* Given request: Format the lines of the material below, from the line containing "drawer pull, imagine" through the line containing "(1193, 542)" inclusive, as a numbered list with blank lines omitted.

((

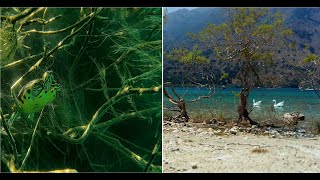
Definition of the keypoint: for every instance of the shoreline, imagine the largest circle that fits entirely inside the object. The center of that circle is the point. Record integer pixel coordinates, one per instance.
(198, 147)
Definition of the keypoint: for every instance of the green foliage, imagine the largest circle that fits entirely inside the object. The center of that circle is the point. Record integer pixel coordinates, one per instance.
(310, 58)
(106, 116)
(186, 56)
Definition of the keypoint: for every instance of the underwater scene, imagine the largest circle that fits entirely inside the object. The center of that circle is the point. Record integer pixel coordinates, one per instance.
(81, 89)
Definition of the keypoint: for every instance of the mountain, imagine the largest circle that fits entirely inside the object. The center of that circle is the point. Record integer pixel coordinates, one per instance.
(305, 23)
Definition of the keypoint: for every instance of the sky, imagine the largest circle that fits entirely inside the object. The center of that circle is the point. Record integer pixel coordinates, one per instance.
(172, 9)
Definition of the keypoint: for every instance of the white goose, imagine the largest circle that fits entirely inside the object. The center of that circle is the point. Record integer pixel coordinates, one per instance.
(256, 103)
(280, 104)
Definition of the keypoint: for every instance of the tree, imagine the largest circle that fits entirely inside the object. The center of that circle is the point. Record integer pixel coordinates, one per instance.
(251, 38)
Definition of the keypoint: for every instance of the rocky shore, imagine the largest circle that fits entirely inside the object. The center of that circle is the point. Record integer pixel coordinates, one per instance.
(218, 147)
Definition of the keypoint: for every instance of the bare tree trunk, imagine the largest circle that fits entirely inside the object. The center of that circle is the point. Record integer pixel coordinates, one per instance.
(180, 103)
(244, 94)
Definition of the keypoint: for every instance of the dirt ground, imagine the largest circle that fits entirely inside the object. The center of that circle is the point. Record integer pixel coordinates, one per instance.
(191, 149)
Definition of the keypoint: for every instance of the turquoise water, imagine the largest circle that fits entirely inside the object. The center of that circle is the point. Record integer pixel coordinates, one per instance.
(225, 103)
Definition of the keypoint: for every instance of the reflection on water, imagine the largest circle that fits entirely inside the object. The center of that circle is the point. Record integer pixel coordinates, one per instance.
(225, 103)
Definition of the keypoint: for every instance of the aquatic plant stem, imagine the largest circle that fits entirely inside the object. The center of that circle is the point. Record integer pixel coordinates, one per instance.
(31, 143)
(15, 18)
(11, 139)
(124, 150)
(58, 46)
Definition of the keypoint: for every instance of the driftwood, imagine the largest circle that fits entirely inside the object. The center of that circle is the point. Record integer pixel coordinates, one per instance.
(180, 102)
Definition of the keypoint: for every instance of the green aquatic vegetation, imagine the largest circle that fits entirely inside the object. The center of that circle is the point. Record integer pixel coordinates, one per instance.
(106, 115)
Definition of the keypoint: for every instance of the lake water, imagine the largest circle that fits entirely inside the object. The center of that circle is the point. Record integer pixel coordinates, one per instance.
(225, 102)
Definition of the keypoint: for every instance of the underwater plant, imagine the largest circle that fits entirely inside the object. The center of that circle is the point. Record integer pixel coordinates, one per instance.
(81, 89)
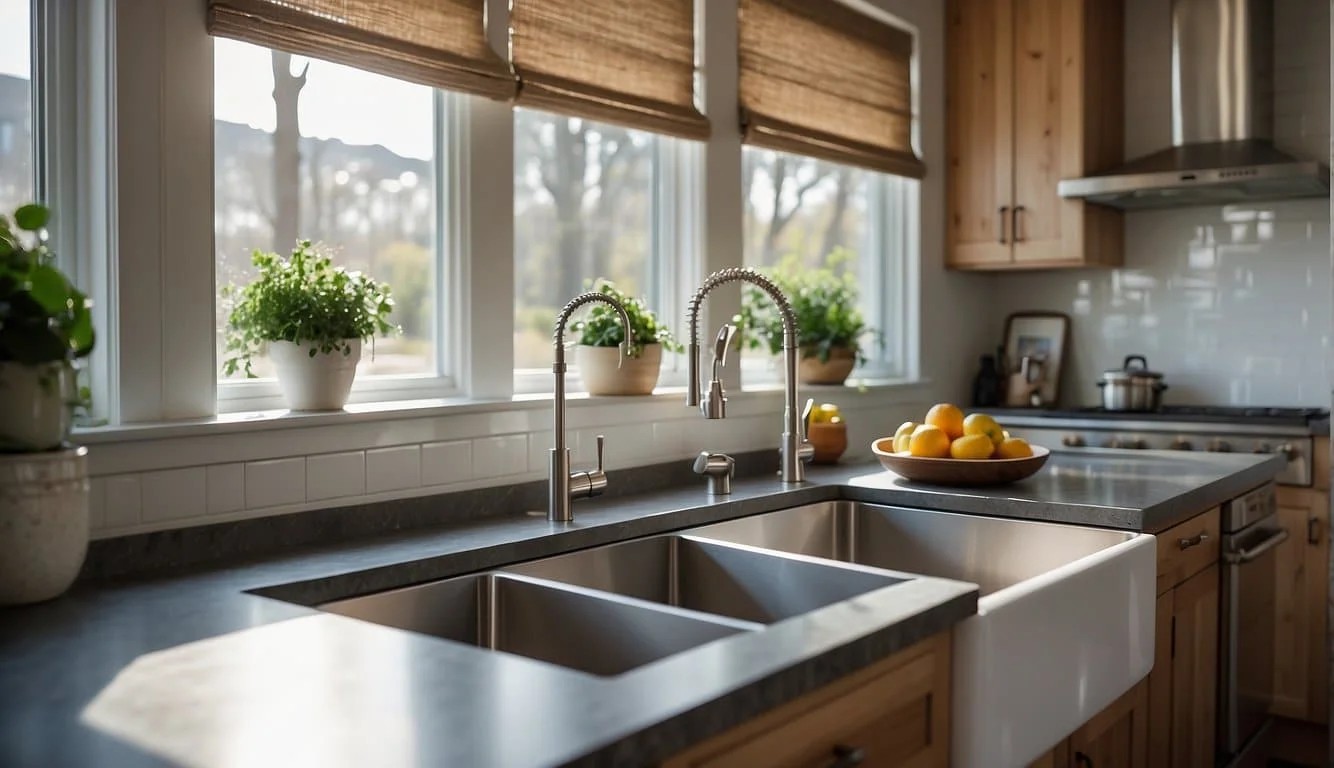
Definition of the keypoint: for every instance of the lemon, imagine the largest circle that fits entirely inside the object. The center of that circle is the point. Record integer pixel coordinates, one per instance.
(983, 424)
(929, 442)
(971, 447)
(901, 436)
(947, 418)
(1014, 448)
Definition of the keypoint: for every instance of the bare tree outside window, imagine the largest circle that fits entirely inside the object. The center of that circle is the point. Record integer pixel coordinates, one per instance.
(583, 210)
(310, 150)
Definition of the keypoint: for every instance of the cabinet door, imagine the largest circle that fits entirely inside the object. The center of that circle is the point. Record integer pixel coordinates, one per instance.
(1194, 670)
(1301, 666)
(978, 112)
(1066, 74)
(1115, 738)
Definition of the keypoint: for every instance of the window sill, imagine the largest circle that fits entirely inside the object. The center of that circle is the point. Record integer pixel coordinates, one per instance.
(751, 400)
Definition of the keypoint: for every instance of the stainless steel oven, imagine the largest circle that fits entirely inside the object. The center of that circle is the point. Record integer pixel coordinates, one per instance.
(1247, 616)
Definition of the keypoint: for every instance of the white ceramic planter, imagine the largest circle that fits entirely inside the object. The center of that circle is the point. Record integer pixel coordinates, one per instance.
(35, 408)
(635, 376)
(43, 523)
(319, 383)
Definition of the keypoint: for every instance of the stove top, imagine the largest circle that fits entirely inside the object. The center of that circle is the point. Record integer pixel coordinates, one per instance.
(1253, 415)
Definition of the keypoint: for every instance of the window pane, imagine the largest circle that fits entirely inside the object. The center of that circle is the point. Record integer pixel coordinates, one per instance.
(15, 104)
(583, 210)
(338, 156)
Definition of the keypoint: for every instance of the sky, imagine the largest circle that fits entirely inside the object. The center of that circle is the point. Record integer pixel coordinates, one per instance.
(336, 103)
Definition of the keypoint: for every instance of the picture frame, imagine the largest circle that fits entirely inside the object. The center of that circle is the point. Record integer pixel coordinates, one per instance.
(1043, 335)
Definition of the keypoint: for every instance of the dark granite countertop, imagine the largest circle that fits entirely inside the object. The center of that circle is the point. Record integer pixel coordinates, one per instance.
(227, 666)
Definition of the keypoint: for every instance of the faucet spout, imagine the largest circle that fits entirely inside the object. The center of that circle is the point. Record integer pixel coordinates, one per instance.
(564, 486)
(794, 450)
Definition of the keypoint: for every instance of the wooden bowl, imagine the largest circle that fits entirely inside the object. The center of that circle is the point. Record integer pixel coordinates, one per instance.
(958, 471)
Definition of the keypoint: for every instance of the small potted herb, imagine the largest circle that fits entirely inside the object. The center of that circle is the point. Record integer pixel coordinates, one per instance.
(598, 354)
(311, 318)
(831, 327)
(46, 326)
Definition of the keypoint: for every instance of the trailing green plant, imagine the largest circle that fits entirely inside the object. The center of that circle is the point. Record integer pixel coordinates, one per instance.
(303, 299)
(602, 326)
(825, 303)
(43, 316)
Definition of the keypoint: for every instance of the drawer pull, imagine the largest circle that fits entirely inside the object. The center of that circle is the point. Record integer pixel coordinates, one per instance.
(847, 756)
(1193, 542)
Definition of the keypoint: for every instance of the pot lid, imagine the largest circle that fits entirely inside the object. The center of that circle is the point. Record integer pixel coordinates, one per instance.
(1134, 367)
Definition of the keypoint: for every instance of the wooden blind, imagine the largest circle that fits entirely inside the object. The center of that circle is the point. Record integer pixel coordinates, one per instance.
(439, 43)
(624, 62)
(817, 78)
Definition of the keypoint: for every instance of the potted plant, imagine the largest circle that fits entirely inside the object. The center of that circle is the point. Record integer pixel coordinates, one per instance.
(44, 326)
(598, 354)
(311, 318)
(829, 320)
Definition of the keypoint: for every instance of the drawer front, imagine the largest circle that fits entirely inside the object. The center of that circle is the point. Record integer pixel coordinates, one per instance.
(1187, 548)
(897, 718)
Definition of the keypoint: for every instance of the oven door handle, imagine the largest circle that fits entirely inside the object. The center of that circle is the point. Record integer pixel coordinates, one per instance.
(1247, 555)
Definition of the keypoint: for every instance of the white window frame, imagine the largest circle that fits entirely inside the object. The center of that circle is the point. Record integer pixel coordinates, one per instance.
(673, 263)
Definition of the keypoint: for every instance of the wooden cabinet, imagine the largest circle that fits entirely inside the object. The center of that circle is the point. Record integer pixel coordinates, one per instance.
(1301, 663)
(894, 714)
(1183, 684)
(1033, 91)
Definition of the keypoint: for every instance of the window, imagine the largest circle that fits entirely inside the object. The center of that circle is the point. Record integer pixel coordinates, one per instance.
(16, 176)
(343, 158)
(590, 202)
(809, 208)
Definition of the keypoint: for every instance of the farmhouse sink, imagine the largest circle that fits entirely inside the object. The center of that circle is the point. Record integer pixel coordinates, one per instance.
(1065, 618)
(571, 627)
(713, 578)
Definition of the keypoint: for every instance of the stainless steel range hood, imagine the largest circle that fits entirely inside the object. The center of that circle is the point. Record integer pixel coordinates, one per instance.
(1222, 120)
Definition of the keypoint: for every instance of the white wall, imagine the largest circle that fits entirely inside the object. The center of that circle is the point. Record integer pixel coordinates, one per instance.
(1231, 304)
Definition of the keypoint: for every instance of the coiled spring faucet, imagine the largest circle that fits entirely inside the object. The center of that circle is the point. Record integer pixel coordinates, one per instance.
(794, 450)
(564, 486)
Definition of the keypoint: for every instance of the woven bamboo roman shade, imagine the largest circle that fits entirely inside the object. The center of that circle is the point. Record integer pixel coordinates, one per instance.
(819, 79)
(624, 62)
(439, 43)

))

* Solved exercise:
1. Definition of the keypoint: for every instance of the drawer pull, imagine the largest circle that fits entirely inside the object. The center of that circle is the point. Record integer pixel coordinates, one per instance.
2. (847, 756)
3. (1193, 542)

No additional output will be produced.